■ **DESCRIPTION OF THE TASK**
Set down, exactly as written, the lines from the top of the data to the line that holds "Target: blazer pocket", and omit the pictures.

RAW DATA: Begin

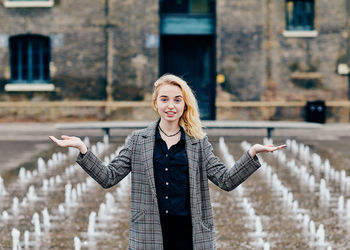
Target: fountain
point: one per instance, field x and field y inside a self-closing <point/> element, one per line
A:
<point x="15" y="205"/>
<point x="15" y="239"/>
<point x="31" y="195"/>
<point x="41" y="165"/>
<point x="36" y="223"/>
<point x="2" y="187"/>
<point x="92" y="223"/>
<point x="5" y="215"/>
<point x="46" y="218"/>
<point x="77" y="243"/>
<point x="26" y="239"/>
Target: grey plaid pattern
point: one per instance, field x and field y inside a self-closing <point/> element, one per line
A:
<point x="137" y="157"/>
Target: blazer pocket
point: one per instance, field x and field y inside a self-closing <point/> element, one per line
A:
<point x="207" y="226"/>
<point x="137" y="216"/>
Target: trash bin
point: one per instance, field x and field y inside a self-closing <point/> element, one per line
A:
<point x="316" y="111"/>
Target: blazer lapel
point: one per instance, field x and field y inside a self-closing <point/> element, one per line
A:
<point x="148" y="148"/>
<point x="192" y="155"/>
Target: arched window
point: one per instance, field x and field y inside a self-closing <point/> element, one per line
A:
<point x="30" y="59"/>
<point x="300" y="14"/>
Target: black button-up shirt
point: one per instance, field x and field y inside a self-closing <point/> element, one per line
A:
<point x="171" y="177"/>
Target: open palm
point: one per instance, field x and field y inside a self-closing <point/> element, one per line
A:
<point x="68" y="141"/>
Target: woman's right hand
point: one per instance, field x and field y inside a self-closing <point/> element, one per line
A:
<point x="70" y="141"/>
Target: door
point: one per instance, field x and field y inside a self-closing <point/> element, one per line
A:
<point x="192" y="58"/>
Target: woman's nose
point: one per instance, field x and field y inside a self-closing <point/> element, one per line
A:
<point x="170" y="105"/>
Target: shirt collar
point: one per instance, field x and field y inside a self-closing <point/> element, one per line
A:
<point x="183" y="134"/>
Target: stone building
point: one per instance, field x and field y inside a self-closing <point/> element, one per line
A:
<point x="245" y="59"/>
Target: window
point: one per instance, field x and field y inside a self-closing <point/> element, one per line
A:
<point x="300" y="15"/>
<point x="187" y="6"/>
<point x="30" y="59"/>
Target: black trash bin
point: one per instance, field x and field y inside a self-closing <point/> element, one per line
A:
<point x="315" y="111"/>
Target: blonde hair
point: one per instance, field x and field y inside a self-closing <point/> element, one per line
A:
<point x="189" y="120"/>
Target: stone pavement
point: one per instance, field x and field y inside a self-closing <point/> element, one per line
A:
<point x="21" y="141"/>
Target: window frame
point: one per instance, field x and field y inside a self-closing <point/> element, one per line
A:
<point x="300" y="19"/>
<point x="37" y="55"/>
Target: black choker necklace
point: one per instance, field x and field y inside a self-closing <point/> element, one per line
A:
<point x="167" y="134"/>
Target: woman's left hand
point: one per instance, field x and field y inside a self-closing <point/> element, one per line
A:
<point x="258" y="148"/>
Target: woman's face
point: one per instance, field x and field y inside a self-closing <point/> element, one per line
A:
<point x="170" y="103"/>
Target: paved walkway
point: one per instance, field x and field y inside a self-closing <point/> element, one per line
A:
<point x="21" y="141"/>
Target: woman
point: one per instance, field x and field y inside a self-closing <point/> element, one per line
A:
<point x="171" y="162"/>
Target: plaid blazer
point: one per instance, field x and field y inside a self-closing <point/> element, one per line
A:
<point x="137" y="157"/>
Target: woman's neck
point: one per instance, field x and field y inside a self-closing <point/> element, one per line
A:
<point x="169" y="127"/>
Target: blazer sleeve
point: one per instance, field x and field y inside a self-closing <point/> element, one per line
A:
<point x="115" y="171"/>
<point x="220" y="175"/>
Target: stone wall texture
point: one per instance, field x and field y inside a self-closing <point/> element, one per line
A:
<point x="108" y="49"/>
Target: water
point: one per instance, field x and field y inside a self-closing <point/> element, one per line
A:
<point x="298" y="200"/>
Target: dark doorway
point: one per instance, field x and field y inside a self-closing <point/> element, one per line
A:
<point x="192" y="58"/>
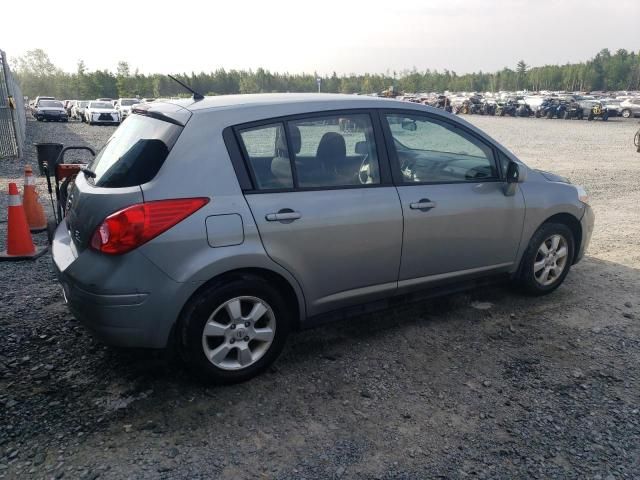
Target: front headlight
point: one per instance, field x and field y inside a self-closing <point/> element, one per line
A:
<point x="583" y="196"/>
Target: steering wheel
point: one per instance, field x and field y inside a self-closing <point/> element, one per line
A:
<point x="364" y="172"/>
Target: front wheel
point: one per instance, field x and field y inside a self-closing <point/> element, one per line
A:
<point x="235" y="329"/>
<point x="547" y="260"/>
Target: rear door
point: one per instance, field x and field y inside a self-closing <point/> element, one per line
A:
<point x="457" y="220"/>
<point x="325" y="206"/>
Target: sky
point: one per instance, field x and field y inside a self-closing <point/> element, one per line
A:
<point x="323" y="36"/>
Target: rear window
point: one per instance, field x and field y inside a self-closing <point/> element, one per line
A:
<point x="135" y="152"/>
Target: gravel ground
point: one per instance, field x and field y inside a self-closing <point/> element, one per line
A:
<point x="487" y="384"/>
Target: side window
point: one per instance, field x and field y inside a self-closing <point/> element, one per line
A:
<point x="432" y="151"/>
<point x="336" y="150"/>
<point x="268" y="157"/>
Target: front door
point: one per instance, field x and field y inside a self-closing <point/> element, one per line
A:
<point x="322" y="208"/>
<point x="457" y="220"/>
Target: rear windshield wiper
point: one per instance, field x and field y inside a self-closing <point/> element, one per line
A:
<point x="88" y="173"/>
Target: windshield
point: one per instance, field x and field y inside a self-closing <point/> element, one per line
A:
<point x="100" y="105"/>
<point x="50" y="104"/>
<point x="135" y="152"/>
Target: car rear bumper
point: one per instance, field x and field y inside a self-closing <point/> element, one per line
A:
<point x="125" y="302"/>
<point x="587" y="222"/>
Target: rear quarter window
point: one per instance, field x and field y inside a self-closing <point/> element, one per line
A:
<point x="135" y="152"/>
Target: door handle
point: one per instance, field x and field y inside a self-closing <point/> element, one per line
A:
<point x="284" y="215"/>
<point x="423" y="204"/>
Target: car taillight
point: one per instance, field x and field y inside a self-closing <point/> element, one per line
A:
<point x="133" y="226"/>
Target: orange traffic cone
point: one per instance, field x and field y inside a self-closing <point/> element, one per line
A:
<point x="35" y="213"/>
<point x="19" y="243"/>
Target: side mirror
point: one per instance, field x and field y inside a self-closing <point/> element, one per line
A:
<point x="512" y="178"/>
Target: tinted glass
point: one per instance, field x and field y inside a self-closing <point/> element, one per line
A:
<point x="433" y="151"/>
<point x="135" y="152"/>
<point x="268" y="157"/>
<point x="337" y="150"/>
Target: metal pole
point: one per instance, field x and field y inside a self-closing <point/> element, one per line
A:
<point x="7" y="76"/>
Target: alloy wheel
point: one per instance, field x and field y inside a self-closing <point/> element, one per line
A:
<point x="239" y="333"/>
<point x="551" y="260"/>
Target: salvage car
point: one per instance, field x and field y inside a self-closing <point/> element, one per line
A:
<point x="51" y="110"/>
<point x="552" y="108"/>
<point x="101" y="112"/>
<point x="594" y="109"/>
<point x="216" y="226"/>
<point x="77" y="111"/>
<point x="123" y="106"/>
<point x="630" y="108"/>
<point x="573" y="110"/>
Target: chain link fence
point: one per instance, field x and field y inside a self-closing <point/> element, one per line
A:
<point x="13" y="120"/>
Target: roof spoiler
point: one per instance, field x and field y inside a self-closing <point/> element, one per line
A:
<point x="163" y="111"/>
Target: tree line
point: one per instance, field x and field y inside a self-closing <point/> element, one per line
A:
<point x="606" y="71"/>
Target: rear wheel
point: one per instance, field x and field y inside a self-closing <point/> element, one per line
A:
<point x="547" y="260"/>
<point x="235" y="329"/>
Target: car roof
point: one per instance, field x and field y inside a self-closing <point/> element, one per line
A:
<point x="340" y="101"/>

RAW DATA: End

■ **RESPONSE**
Target: fountain
point: one per instance, field x and field y inside a self-closing <point/> element, one per line
A:
<point x="15" y="205"/>
<point x="15" y="239"/>
<point x="31" y="195"/>
<point x="41" y="165"/>
<point x="36" y="223"/>
<point x="2" y="187"/>
<point x="92" y="223"/>
<point x="5" y="215"/>
<point x="46" y="218"/>
<point x="77" y="243"/>
<point x="26" y="239"/>
Target: grey plaid pattern
point: one per instance, field x and field y inside a self-closing <point/> element, one per line
A:
<point x="137" y="157"/>
Target: blazer pocket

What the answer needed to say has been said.